PROC IMPORT OUT= WORK.INDAT
DATAFILE= "C:\REJECT_REPORT.txt"

DBMS=TAB REPLACE;

GETNAMES=YES;

DATAROW=2;

RUN;


To import a delimited *.txt file, use the following code:

PROC IMPORT OUT= WORK.Profit_Rpt
DATAFILE= "C:\Profit_Rpt.txt"

DBMS=DLM REPLACE;

DELIMITER='00'x;

GETNAMES=YES;

DATAROW=2;

RUN;


Reading data from a *.csv file

Now we'll read in data from delimited or *.csv file. The delimiter let's the program know when the current field ends and the next field begins.
This method is advantageous over the previous method because you don't have to specify the position and format for each variable you read. Also, this method lets you read in as much data as you want. Let's assume there's another file named 'deptamt.csv' in the hsbcdata folder in your C:\ drive. Here is how you would read in that data:

data rawcsv;
infile "C:\hsbcdata\deptamt.csv" dlm=',' dsd missover pad firstobs=2 lastobs=1000;

length name $8. type $4. amount 8.2;

input name $ type $ amount;

run;

One problem you might encounter using comma (',') as a delimiter is that numbers (i.e., 23,000) or certain fields (i.e., LastName, FirstName) may have commas within their values that may corrupt your dataset. A less frequently used special character, such as tilda ('~'), as a delimiter can help you avoid this problem.

To import a *.csv file, use the following code:

PROC IMPORT OUT= WORK.Employee_Records
DATAFILE= "C:\Employee_Records.csv"

++++++++++++++++++++

## To-do list
(a) Condense the paragraph of the SAS tutorial that begins "This method is advantageous" into a short bulleted list that keeps its main facts.
(b) Answer these questions using facts stated in the SAS tutorial:
(i) What DBMS value does the PROC IMPORT step that reads "C:\REJECT_REPORT.txt" use?
(ii) What DELIMITER value is given in the code that imports Profit_Rpt.txt?
(iii) Which character does the tutorial propose as a less frequently used delimiter?
(c) Extend the SAS data import tutorial, picking up right after its final line of code.
The records have no connection to the SAS tutorial.

(Dataset records about object locations)
++++++++++++++++++++

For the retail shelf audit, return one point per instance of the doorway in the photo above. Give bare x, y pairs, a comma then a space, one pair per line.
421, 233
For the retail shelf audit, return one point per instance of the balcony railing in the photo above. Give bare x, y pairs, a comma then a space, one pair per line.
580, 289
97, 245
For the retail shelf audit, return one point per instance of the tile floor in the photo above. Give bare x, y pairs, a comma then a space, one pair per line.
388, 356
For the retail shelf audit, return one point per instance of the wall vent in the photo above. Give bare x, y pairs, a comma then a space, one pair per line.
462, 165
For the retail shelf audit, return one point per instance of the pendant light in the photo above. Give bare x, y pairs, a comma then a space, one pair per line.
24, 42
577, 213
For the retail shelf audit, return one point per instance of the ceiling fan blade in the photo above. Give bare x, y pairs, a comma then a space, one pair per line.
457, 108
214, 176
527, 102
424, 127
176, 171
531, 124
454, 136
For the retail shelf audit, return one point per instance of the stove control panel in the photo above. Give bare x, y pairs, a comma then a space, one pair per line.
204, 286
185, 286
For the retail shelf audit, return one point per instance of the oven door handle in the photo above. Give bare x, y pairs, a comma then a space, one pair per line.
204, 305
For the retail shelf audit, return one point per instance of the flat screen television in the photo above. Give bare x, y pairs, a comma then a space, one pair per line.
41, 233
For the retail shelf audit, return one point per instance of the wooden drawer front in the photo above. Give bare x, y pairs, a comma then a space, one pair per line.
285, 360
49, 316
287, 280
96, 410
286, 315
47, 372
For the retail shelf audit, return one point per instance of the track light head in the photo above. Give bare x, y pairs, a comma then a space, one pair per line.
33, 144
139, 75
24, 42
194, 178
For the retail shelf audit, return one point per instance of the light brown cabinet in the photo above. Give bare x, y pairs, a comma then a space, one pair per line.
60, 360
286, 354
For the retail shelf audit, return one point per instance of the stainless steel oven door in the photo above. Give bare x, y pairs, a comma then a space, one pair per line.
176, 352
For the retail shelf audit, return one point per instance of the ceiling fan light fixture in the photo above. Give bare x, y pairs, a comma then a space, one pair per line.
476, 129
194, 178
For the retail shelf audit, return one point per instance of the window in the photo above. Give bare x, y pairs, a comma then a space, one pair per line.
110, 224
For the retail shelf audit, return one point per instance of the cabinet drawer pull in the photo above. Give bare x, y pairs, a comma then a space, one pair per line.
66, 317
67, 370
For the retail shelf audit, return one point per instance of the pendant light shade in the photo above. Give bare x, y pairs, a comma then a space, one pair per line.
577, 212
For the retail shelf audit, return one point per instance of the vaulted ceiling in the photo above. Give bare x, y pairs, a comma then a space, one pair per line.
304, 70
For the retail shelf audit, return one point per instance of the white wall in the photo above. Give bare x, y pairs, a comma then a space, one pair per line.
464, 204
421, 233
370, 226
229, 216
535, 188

++++++++++++++++++++

## Answers to each task
(a)
- Reading a delimited file beats the previous method because the position and format of each variable need not be specified.
- It allows reading in as much data as you want.
- The example assumes a file named 'deptamt.csv' in the hsbcdata folder on the C:\ drive.

(b)
(i) DBMS=TAB
(ii) '00'x
(iii) The '~' character

(c)
DBMS=CSV REPLACE;

GETNAMES=YES;

DATAROW=2;

RUN;


Reading data from an Excel file
Now on to reading in data from a Microsoft excel file. This saves the effort of converting your Excel file into another file format and reading it in. However, Excel limits the row and columns of data you can read in. This code lets you read in the data from an Excel file named hsbcfigs.xls:

filename toSAS dde"Excel[hsbcfigs.xls]hsbcstat!r1c1:r100c100" notab;
data rawxls;

infile toSAS dlm='09'x dsd missover;

length name $8 type $4 amount 8.2;

input name$ type$ amount;
run;


To import an Excel file, use the following code:

PROC IMPORT OUT= WORK.indat
DATAFILE= "C:\valid_tests.xls"

DBMS=EXCEL2000 REPLACE;

GETNAMES=YES;

RUN;


Reading data from a DB2 Database
Utilizing the SQL pass thru code below, you can read data directly from DB2 database to your SAS program. The same pass thru code can also be used to read in data from an Oracle database.

proc sql;
connect to db2 (database=app user=appguest password=app123 dsn=core schema=appcore
);
create table testdata as

select * from connection to db2
(select
m.name, m.type, m.amount
from appcore.sales m
where m.salesdate='10JUN2007' and m.amount<=100.00);
disconnect from db2;

quit;


Often, the data for your analytical model would come to you from different sources in various forms. You can use SAS to read in the data based on how the data is made available to you.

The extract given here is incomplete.